● **Records for processing**
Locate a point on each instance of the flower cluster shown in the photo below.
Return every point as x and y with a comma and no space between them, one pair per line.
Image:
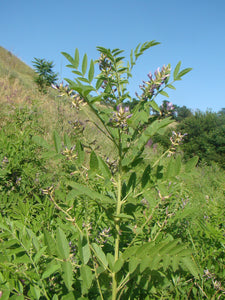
121,116
151,86
176,139
77,100
166,108
105,64
103,236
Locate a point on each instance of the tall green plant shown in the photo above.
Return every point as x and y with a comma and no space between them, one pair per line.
133,253
45,75
112,235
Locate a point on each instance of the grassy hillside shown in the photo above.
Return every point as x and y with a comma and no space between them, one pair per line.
21,101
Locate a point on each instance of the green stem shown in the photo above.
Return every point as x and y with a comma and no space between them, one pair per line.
117,220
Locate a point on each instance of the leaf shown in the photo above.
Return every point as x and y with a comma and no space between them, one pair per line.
35,291
118,264
86,277
164,94
98,83
183,72
104,168
100,255
93,161
50,269
67,274
154,105
86,253
40,142
132,181
68,57
69,296
190,165
174,166
62,244
176,70
84,190
191,266
110,259
57,141
91,71
76,59
84,64
39,254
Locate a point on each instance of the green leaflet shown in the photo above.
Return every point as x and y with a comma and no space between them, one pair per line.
174,167
51,268
100,255
41,142
86,278
84,249
118,264
190,165
84,190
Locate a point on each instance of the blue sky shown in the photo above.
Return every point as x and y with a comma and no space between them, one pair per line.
190,31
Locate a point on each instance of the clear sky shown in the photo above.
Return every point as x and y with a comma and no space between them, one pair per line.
192,31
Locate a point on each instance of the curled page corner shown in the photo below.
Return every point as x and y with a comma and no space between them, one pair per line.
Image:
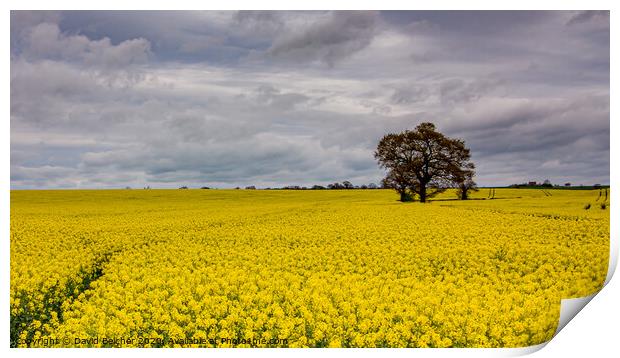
571,306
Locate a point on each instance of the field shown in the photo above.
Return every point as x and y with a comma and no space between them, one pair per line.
352,268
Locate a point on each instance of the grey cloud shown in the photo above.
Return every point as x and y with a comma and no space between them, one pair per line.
601,16
45,40
331,39
207,105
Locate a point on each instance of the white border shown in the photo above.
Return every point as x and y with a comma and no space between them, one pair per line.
594,330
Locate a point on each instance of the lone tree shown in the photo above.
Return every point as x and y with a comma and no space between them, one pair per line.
465,182
424,162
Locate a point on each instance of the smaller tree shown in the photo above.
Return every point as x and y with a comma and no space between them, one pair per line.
465,184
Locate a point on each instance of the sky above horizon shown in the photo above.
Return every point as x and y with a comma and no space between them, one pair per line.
109,99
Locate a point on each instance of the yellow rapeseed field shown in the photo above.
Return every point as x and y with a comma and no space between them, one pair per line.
352,268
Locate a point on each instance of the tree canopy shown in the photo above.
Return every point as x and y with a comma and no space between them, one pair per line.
423,162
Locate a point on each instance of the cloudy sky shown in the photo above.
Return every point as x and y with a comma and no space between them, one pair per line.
112,99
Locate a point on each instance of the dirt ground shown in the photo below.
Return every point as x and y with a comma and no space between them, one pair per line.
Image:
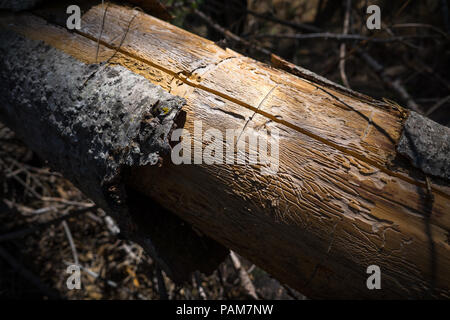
36,245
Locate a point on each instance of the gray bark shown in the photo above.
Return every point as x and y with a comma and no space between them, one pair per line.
92,122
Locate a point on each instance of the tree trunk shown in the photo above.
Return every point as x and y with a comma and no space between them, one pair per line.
341,197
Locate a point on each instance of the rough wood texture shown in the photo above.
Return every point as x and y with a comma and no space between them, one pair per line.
93,124
343,199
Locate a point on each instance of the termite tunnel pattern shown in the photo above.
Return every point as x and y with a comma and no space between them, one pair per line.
91,122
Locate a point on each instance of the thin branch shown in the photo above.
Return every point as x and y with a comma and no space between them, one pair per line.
395,85
246,283
298,26
71,242
343,47
340,37
228,34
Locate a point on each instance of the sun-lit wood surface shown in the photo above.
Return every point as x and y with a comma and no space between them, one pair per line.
337,204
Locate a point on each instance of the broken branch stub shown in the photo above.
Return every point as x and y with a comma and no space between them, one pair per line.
91,122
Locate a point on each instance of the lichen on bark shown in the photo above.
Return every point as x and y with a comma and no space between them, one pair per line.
92,123
426,144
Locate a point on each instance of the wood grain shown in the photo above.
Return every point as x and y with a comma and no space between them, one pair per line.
336,204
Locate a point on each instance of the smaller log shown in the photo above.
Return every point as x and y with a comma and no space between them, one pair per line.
93,123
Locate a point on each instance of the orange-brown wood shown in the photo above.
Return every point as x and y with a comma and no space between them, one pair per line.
337,203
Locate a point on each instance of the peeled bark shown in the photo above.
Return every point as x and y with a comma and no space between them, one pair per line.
343,197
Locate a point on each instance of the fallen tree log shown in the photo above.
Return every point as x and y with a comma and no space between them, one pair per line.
341,197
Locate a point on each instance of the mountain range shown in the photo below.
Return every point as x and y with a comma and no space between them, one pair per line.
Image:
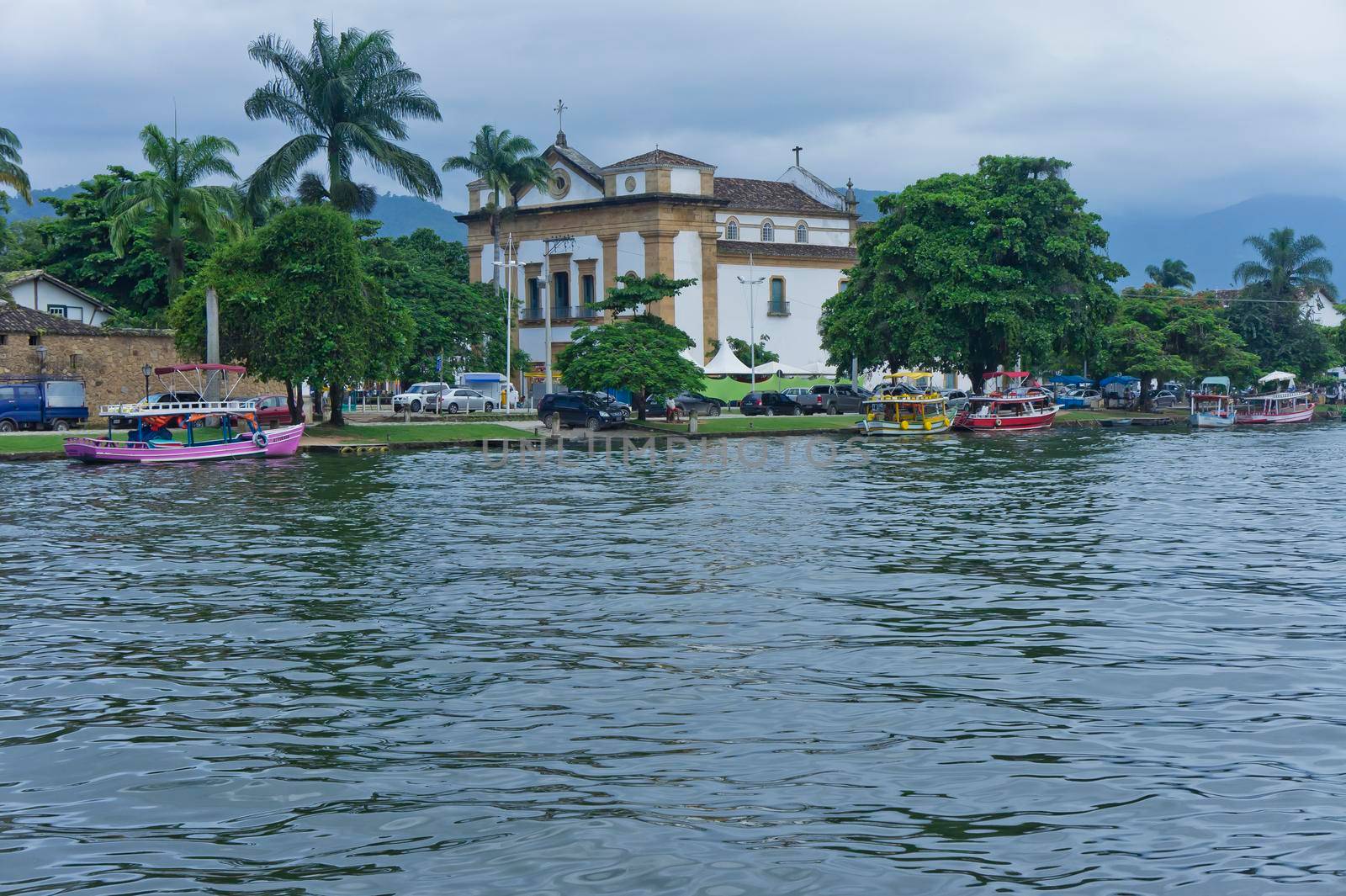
1209,242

● **Problem details**
Exact repeats of the lines from the first one in the data through the line containing "Locate a point on each instance of the tall" make up the answer. Pictures do not.

● **Response area**
Locate a point on each instance of the flower cluster shown in the photo below.
Return every point as x and y with a comma and no space between them, one pair per line.
Image:
121,116
151,86
176,139
77,100
166,108
105,64
103,236
Locate a point on each instance of the tall green plant shown in the photo above.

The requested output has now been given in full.